### TEXTE FOURNI
En 1842, il a semé sur la neige, sans aucune préparation de terrain, savoir au quartier de Gandissart appartenant à la commune de Barcelonnette, sur une étendue de 150 hectares, des graines de pin et de mélèze, dont les jeunes plants ont aujourd'hui de 10 à 30 centimètres de hauteur ; au canton de Pisse-Vin, de 40 hectares, des graines de pin dont les plants sont dans un état moins serré qu'à Gaudissart, mais d'égale hauteur; sur une contenance de 250 hectares, dépendant de la forêt d'Abriès, des graines de pin qui ont également réussi; sur une mème contenance de 250 hectares, au quartier du Mélézin, des graines de méleze, dont les plants, dans un état très-serré, ont déjà acquis de 15 à 35 centimètres de hauteur. Cet agent avait en outre exécuté un semis par bandes alternées, sur une étendue de 30 hectares dépendants de la forêt de Maurin, qui avait donné le même résultat que les semis opérés sans préparation du terrain; mais cette partie n'étant pas soumise alors au ré– gime forestier, ce semis a été dévoré par les bestiaux de la commune de Saint-Paul, ainsi qu'un autre de 180 hectares au canton de Soleil-Bœuf, commune de Saint-Pons.

Ces magnifiques résultats, si peu coûteux et qui font le plus grand honneur à M. Billoux, ont engagé la société centrale d'agriculture des Basses-Alpes à mettre à la disposition de M. de Pillot, garde-général du cantonnement de Digne, une somme de 800 fr. pour être employée au reboisement d'une étendue de 950 hectares de terrain, appartenant à la commune de Seyne, dépendant de son cantonnement, et récemment soumis au régime forestier. M. de Pillot, ayant été élevé au grade de sousinspecteur et appelé à une autre résidence, délégua, pour remplir à sa place les intentions de la société centrale d'agriculture, M. Clément, arpenteur forestier, qui acheta avec ces fonds, 250 kilogrammes de graine de sapins et de pins, qu'il mélangea avec de la spergule géante, de l'ajonc marin et du madia satira.

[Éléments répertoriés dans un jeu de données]
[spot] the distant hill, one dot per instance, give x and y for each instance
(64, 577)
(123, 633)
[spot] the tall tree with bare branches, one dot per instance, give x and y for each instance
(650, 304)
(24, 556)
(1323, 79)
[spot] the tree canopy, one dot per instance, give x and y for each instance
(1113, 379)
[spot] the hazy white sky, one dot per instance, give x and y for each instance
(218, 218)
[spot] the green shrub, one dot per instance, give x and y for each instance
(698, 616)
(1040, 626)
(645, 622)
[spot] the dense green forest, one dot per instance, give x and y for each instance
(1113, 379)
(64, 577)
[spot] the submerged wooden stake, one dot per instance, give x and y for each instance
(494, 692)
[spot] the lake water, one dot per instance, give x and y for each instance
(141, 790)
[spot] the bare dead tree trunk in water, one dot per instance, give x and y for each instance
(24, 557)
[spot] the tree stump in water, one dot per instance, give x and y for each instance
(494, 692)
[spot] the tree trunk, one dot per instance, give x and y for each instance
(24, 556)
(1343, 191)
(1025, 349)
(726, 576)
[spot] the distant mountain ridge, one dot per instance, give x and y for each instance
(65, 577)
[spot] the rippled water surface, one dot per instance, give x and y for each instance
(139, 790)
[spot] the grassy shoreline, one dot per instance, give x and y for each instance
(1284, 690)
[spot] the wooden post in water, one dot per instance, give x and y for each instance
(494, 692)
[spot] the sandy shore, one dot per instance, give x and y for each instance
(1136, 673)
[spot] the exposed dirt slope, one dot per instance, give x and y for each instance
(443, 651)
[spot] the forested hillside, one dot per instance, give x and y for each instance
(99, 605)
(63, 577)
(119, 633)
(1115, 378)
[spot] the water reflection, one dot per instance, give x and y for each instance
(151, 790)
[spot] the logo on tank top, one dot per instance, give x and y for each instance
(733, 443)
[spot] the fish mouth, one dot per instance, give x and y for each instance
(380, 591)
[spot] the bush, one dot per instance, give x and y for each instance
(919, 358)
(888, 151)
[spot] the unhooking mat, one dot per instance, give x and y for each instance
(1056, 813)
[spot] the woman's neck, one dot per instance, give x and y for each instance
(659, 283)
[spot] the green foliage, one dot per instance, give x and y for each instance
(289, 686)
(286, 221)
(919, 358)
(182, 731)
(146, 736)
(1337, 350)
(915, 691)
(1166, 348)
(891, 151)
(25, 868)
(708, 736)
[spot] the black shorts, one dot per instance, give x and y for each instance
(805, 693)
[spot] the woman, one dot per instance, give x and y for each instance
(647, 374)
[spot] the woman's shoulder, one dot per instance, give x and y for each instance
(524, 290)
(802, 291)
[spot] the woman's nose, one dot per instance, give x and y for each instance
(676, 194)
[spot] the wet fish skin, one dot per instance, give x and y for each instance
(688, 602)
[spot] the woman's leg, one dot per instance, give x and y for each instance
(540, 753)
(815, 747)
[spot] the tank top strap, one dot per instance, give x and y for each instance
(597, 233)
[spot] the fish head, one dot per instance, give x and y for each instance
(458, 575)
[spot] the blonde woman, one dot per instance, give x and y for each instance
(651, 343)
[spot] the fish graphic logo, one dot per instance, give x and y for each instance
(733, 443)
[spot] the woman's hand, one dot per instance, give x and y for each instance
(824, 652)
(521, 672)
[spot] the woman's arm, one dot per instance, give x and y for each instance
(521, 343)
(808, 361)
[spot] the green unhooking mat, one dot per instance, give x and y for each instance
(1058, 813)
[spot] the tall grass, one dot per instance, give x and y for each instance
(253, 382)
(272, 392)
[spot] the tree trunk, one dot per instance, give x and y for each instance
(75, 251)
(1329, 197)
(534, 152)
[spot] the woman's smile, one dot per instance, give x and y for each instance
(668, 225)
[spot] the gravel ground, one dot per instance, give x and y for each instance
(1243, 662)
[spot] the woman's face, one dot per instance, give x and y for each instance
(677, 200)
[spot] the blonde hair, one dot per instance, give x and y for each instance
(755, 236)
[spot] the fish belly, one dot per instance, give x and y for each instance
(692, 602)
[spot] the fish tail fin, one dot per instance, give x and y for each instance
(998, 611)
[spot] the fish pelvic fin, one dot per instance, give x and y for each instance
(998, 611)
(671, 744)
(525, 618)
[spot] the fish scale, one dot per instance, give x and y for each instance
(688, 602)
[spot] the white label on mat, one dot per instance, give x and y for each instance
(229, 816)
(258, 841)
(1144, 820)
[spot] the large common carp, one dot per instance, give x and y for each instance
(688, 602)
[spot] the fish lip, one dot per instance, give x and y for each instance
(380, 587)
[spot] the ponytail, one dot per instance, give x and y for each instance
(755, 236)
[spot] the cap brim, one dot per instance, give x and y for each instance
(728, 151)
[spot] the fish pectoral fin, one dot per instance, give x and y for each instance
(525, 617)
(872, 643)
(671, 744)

### CONSIGNES
1: Relevez toutes les communes nommées dans l'extrait sur le reboisement.
2: Recopiez à l'identique le passage de l'extrait sur le reboisement qui commence par « Ces magnifiques résultats, si » et se poursuit jusqu'à « du madia satira. ».
Ces éléments n'ont aucun lien avec l'extrait sur le reboisement.

### CORRIGÉ
1: Barcelonnette, Saint-Paul, Saint-Pons, Seyne

2:
Ces magnifiques résultats, si peu coûteux et qui font le plus grand honneur à M. Billoux, ont engagé la société centrale d'agriculture des Basses-Alpes à mettre à la disposition de M. de Pillot, garde-général du cantonnement de Digne, une somme de 800 fr. pour être employée au reboisement d'une étendue de 950 hectares de terrain, appartenant à la commune de Seyne, dépendant de son cantonnement, et récemment soumis au régime forestier. M. de Pillot, ayant été élevé au grade de sousinspecteur et appelé à une autre résidence, délégua, pour remplir à sa place les intentions de la société centrale d'agriculture, M. Clément, arpenteur forestier, qui acheta avec ces fonds, 250 kilogrammes de graine de sapins et de pins, qu'il mélangea avec de la spergule géante, de l'ajonc marin et du madia satira.